Exercise aim:
Work out how many lines in the entries below include the word "each". Give nothing but the number.

[Stored data entries]
########

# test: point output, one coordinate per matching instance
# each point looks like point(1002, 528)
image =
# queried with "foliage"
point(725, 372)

########

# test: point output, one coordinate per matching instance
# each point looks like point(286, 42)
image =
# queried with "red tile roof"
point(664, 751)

########

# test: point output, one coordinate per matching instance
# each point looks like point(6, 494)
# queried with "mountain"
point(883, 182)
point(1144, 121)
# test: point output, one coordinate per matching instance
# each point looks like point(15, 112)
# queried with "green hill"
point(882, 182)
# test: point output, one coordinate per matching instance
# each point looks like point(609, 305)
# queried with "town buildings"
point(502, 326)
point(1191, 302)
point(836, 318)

########

Reply to the exercise:
5